=== Given text ===
#####

# Hunting/killing instinct?



## Apesan (Aug 23, 2013)

My folks have a golden doodle (no judgement pls) and she is great with our golden puppy and kids and at 2, she's mellowed a lot and I've always thought of her as a nice dog. 

My parents went away and my sister in law was watching the dog. Somehow she got into my neice's bedroom and killed her pet guinea pigs-and true me, it wasn't an "oops she played to hard" accident. It was a full growl and attack and kill. 

Needless to say, it wasn't a good scene and all my neice and nephews were/are devastated so we took the dog for the remainder of their vacation. My folks are coming home tonight and i am completely sick that i have to tell them what happened. 

I haven't let my pup and the dog have unsupervised play, but she has been fine with our 14 week golden puppy. Hey have actually had a great time playing together.

#####

Coordinate annotation records

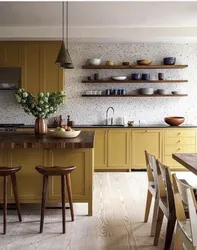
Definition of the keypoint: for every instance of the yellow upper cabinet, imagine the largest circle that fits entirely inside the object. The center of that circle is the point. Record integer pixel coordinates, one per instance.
(31, 72)
(145, 139)
(37, 60)
(11, 54)
(41, 74)
(52, 76)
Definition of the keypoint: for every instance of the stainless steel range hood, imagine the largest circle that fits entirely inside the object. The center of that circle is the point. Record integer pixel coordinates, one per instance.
(10, 78)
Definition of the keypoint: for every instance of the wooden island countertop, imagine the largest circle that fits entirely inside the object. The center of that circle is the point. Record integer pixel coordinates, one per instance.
(26, 150)
(28, 140)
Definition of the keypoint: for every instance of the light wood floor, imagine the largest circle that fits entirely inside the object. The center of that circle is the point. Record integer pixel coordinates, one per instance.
(117, 224)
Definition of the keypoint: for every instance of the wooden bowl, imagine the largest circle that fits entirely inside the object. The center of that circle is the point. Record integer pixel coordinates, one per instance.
(144, 62)
(174, 120)
(64, 134)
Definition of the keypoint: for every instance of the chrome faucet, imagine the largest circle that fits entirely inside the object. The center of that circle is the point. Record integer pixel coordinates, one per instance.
(112, 118)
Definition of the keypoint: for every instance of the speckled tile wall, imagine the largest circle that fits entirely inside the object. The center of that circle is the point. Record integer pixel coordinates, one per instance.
(85, 110)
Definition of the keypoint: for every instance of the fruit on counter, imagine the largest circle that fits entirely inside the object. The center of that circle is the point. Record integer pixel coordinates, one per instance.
(57, 129)
(64, 128)
(130, 123)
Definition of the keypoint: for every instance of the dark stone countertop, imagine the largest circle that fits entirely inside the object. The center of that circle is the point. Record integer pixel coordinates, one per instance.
(121, 126)
(13, 140)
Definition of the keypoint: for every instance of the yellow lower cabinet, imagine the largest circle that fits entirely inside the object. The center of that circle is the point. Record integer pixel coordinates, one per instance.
(118, 145)
(29, 181)
(178, 141)
(145, 139)
(3, 162)
(100, 149)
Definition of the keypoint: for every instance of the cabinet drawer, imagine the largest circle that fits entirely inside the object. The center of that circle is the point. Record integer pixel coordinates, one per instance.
(170, 162)
(170, 149)
(180, 133)
(180, 141)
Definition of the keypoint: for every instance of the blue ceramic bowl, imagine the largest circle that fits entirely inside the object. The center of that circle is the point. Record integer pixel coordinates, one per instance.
(146, 76)
(169, 60)
(136, 76)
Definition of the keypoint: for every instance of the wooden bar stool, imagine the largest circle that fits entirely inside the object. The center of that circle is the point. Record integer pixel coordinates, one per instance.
(4, 172)
(57, 171)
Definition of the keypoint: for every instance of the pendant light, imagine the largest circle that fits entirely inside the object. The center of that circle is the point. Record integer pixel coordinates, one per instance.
(63, 58)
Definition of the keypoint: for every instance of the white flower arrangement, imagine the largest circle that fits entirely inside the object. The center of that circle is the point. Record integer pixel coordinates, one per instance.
(45, 105)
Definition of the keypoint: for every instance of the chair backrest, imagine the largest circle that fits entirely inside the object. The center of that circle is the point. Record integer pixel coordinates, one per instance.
(151, 169)
(183, 194)
(165, 185)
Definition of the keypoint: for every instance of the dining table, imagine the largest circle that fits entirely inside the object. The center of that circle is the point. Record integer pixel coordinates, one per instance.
(188, 160)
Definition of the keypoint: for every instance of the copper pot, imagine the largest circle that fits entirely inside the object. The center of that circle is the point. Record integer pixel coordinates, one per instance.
(40, 126)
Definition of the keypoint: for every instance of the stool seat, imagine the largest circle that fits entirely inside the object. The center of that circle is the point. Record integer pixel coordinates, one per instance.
(64, 172)
(55, 170)
(5, 172)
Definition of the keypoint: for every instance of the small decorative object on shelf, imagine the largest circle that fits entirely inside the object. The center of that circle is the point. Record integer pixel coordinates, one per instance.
(160, 76)
(41, 107)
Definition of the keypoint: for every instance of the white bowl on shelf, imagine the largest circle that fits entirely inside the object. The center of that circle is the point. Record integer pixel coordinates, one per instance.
(119, 78)
(64, 134)
(94, 61)
(146, 91)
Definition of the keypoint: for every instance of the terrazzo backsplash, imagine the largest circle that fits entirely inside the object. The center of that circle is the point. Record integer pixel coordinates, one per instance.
(92, 110)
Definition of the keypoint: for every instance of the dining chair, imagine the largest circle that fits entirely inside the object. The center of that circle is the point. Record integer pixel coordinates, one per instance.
(186, 231)
(166, 205)
(152, 190)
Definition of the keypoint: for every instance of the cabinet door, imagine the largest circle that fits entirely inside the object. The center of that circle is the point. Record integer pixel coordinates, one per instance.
(150, 140)
(52, 75)
(119, 148)
(100, 149)
(11, 54)
(3, 162)
(31, 73)
(29, 181)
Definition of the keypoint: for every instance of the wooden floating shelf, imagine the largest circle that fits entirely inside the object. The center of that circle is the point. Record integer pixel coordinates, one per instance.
(138, 95)
(134, 81)
(135, 66)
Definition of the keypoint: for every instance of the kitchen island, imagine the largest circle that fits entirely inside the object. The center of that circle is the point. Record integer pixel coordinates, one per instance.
(27, 150)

#####

=== Problems to work on ===
**A)** For each statement, say whether it agrees with the post about the golden doodle, answering yes or no and quoting the deciding words: (i) The dog is two years old. (ii) The writer has allowed the puppy and the dog to play unsupervised. (iii) The writer's parents are due back tonight.
**B)** Resume the post about the golden doodle after its final sentence.
These records have no connection to the post about the golden doodle.

=== Replies ===
**A)**
(i) Yes: "at 2, she's mellowed a lot"
(ii) No: "I haven't let my pup and the dog have unsupervised play"
(iii) Yes: "My folks are coming home tonight"

**B)**
I know a golden doodle is NOT and GR but I am wondering if what she did with the pigs was instinct and if it can be trained out of her? Also, I'm wondering if this is something I should be wary about with my pup? My last golden was around all kinds of critters and never paid much mind to them but I know each dog is different. 

Any thoughts?


----------



## Megora (Jun 7, 2010)

Watch your goldens when they play with toys.... a lot of that throwing around, pouncing, shaking, shredding.... these are things these dogs do in play that basically are linked to predatory instincts that are somewhere inside of them. Doesn't mean they aren't nice dogs. It's just part of their wiring.

Prey animals like pet rodents and pet birds should not be left loose with a dog running around. I'm very sorry the kids went through that.  

We had a rodent of some kind shred some baby birds that I bred - and it was a very long time before I could shake that sick horrified feeling.


----------



## ArchersMom (May 22, 2013)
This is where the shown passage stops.